___ SUPPLIED ENTRIES ___
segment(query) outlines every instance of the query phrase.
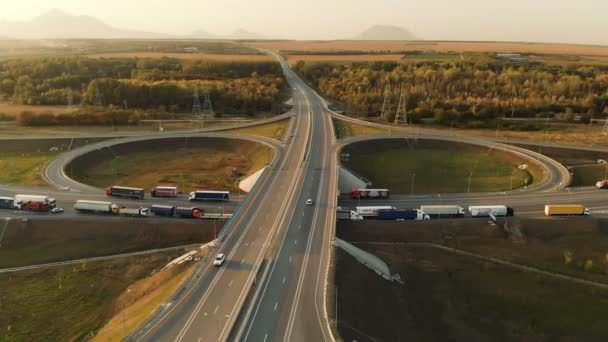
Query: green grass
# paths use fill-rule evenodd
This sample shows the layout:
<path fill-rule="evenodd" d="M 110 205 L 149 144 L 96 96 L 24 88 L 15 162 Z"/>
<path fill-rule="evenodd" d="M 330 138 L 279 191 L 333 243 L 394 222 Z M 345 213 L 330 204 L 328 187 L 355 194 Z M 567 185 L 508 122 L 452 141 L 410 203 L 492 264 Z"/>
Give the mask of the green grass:
<path fill-rule="evenodd" d="M 0 275 L 0 341 L 80 341 L 129 285 L 182 252 Z"/>
<path fill-rule="evenodd" d="M 542 179 L 542 170 L 519 158 L 492 149 L 411 139 L 368 141 L 347 146 L 343 164 L 370 180 L 372 187 L 393 193 L 493 192 L 517 189 Z M 471 176 L 470 176 L 471 175 Z M 513 177 L 511 178 L 511 175 Z M 469 177 L 470 176 L 470 177 Z M 511 182 L 512 180 L 512 182 Z"/>
<path fill-rule="evenodd" d="M 39 172 L 56 152 L 0 153 L 0 183 L 42 185 Z"/>
<path fill-rule="evenodd" d="M 236 141 L 211 142 L 191 148 L 161 148 L 156 151 L 125 151 L 105 155 L 94 164 L 79 167 L 75 178 L 97 187 L 108 185 L 153 189 L 159 184 L 176 185 L 180 191 L 196 189 L 238 191 L 243 175 L 260 170 L 272 159 L 272 150 L 262 144 Z M 159 160 L 163 162 L 159 164 Z M 234 175 L 233 169 L 241 175 Z"/>
<path fill-rule="evenodd" d="M 289 129 L 291 119 L 272 122 L 266 125 L 259 125 L 247 128 L 231 129 L 224 131 L 225 133 L 249 134 L 261 137 L 276 139 L 279 141 L 285 140 L 285 135 Z"/>
<path fill-rule="evenodd" d="M 571 169 L 571 186 L 592 186 L 599 180 L 606 179 L 607 165 L 582 166 Z"/>
<path fill-rule="evenodd" d="M 334 131 L 336 138 L 343 139 L 355 136 L 365 135 L 385 135 L 390 134 L 391 131 L 383 128 L 371 127 L 366 125 L 359 125 L 340 119 L 332 119 L 334 124 Z"/>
___
_WORK ITEM:_ Write out all the entries again, word for word, and print no images.

_ANSWER TO THIS EXERCISE:_
segment(query) outlines every instance of the query phrase.
Query: green grass
# paths use fill-rule evenodd
This sample shows the layout:
<path fill-rule="evenodd" d="M 110 205 L 149 144 L 96 96 L 24 88 L 15 162 Z"/>
<path fill-rule="evenodd" d="M 330 138 L 279 191 L 333 243 L 394 222 Z M 345 213 L 330 204 L 328 187 L 355 194 Z M 567 185 L 508 122 L 452 141 L 410 203 L 492 264 Z"/>
Give the mask of the green grass:
<path fill-rule="evenodd" d="M 0 275 L 0 341 L 80 341 L 129 285 L 182 252 Z"/>
<path fill-rule="evenodd" d="M 542 179 L 542 170 L 519 158 L 492 149 L 411 139 L 368 141 L 347 146 L 343 164 L 370 180 L 372 187 L 393 193 L 493 192 L 517 189 Z M 471 176 L 470 176 L 471 175 Z M 513 177 L 511 178 L 511 175 Z M 469 177 L 470 176 L 470 177 Z M 511 182 L 512 180 L 512 182 Z"/>
<path fill-rule="evenodd" d="M 39 172 L 56 152 L 0 153 L 0 183 L 42 185 Z"/>
<path fill-rule="evenodd" d="M 236 141 L 211 142 L 191 148 L 161 148 L 156 151 L 125 151 L 105 155 L 94 164 L 79 167 L 75 178 L 97 187 L 108 185 L 153 189 L 159 184 L 176 185 L 180 191 L 196 189 L 238 191 L 243 175 L 260 170 L 272 159 L 272 150 L 262 144 Z M 159 160 L 163 162 L 159 164 Z M 234 175 L 233 169 L 241 175 Z"/>
<path fill-rule="evenodd" d="M 289 129 L 291 119 L 272 122 L 266 125 L 259 125 L 247 128 L 231 129 L 224 131 L 225 133 L 249 134 L 261 137 L 276 139 L 279 141 L 285 140 L 285 135 Z"/>
<path fill-rule="evenodd" d="M 571 169 L 571 186 L 592 186 L 599 180 L 606 179 L 607 165 L 582 166 Z"/>
<path fill-rule="evenodd" d="M 334 131 L 336 138 L 343 139 L 355 136 L 365 135 L 385 135 L 390 134 L 391 131 L 383 128 L 371 127 L 366 125 L 359 125 L 340 119 L 332 119 L 334 124 Z"/>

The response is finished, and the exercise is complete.